Update the rows from the start of the records through the line containing "positive clicks: (996, 336)" by changing "rough mask" to "coarse mask" and leaving everything else as it is. Write out those updated lines, including both ends, and omit the pictures.

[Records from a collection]
⁂

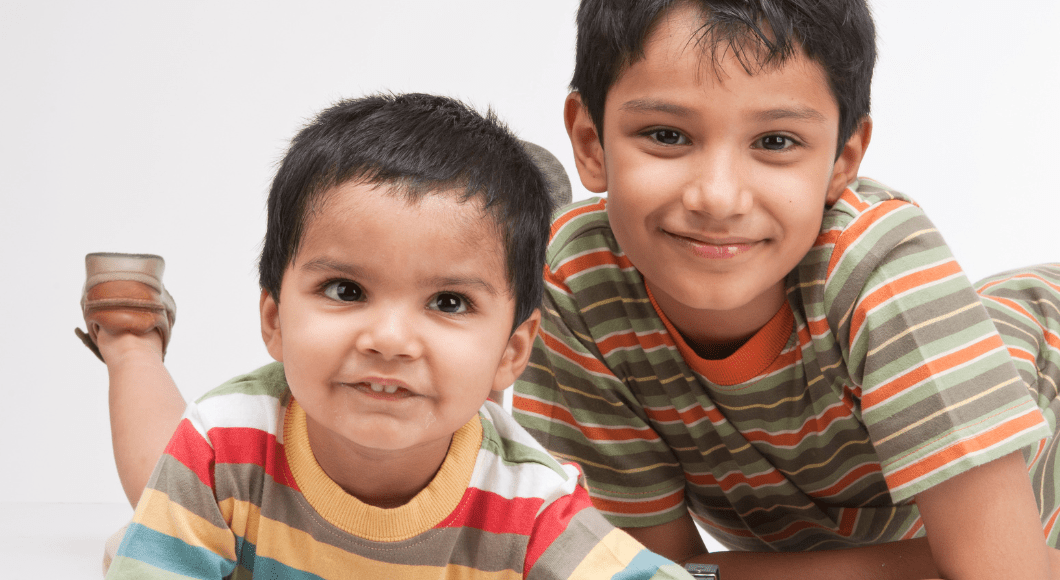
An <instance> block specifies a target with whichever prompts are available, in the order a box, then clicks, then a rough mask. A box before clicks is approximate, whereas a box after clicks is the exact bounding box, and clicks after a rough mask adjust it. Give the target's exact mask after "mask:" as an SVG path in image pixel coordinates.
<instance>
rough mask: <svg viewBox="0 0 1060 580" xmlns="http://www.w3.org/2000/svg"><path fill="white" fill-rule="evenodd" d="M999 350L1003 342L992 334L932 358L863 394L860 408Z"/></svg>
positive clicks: (996, 336)
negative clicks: (955, 351) (961, 365)
mask: <svg viewBox="0 0 1060 580" xmlns="http://www.w3.org/2000/svg"><path fill="white" fill-rule="evenodd" d="M999 348H1001V349H1004V348H1005V342H1003V341H1002V339H1001V336H997V335H996V334H992V335H990V336H987V337H985V338H983V339H982V340H979V341H978V342H973V344H971V345H969V346H967V347H965V348H964V349H961V350H959V351H956V352H951V353H950V354H947V355H944V356H940V357H938V358H933V359H931V361H924V363H923V364H922V365H920V366H919V367H917V368H915V369H913V370H911V371H909V372H906V373H905V374H903V375H901V376H899V377H898V379H895V380H894V381H891V382H890V383H885V384H883V385H880V386H879V387H877V388H875V389H872V390H871V391H870V392H866V393H864V396H863V397H862V407H863V408H865V409H869V408H872V407H875V406H876V405H879V404H881V403H883V402H884V401H886V400H888V399H890V398H891V397H895V396H897V394H899V393H901V392H902V391H904V390H906V389H908V388H911V387H912V386H913V385H916V384H918V383H921V382H923V381H926V380H928V379H930V377H932V376H937V375H939V374H941V373H943V372H946V371H948V370H950V369H952V368H955V367H957V366H959V365H962V364H965V363H967V362H969V361H972V359H974V358H976V357H978V356H982V355H984V354H985V353H988V352H990V351H992V350H994V349H999Z"/></svg>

⁂

> **Answer to the problem**:
An <instance> block specifies a target with whichever prompts are available, in the order a box, then clicks, then a coarse mask. A box before clicks is approximate, whereas a box after clicks is the exact bounding box, and clicks after a coarse mask adjust it. Give the target's exact mask after "mask:" as an SVG path in image pixel coordinates.
<instance>
coarse mask: <svg viewBox="0 0 1060 580" xmlns="http://www.w3.org/2000/svg"><path fill="white" fill-rule="evenodd" d="M999 350L1003 342L992 334L932 358L863 394L860 408Z"/></svg>
positive clicks: (996, 336)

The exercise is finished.